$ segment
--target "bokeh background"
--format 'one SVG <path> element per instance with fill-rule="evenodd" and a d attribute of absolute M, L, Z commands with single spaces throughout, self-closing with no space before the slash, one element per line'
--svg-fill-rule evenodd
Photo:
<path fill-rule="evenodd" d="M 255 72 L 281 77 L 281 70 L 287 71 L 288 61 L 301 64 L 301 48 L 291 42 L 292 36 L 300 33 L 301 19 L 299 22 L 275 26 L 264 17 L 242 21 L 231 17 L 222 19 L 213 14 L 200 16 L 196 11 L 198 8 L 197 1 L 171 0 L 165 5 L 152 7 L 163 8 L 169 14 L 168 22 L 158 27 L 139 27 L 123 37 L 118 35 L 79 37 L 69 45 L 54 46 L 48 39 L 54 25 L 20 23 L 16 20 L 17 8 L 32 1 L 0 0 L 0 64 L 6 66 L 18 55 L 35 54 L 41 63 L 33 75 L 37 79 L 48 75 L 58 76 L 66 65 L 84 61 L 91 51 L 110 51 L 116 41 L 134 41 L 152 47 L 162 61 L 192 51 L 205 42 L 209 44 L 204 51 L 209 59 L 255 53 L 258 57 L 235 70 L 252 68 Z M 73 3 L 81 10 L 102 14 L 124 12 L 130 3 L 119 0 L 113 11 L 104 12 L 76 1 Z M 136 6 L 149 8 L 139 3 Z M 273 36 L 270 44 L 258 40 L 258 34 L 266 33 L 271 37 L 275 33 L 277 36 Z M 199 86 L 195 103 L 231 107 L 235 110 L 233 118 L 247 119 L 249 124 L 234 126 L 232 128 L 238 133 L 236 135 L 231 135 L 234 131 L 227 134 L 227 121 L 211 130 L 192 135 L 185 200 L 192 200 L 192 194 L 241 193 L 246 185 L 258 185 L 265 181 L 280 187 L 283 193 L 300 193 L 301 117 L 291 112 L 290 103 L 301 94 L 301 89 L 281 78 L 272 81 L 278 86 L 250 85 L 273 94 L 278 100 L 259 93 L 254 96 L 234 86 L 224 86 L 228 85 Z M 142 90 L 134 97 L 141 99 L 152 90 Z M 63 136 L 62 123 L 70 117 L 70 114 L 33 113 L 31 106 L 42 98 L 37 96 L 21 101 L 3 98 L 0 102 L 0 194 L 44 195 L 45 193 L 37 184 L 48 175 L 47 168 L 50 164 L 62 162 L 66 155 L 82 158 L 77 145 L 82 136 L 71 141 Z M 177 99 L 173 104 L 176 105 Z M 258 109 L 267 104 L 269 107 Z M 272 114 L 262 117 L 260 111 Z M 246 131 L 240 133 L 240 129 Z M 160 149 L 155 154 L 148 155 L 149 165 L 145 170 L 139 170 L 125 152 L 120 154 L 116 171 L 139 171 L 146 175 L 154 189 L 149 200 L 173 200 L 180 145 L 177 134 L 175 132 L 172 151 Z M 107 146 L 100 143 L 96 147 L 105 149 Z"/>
# # # # #
- Set problem -
Arrange the lines of the records as a numbered list, starting with the first line and ending with the line containing "--format 'one SVG". Leave out blank lines.

- Problem solution -
1. $ segment
2. --target "bokeh background"
3. --format 'one SVG <path> element per instance with fill-rule="evenodd" and a d attribute of absolute M, L, Z commands with single spaces throughout, self-closing with no space before the slash, one element per line'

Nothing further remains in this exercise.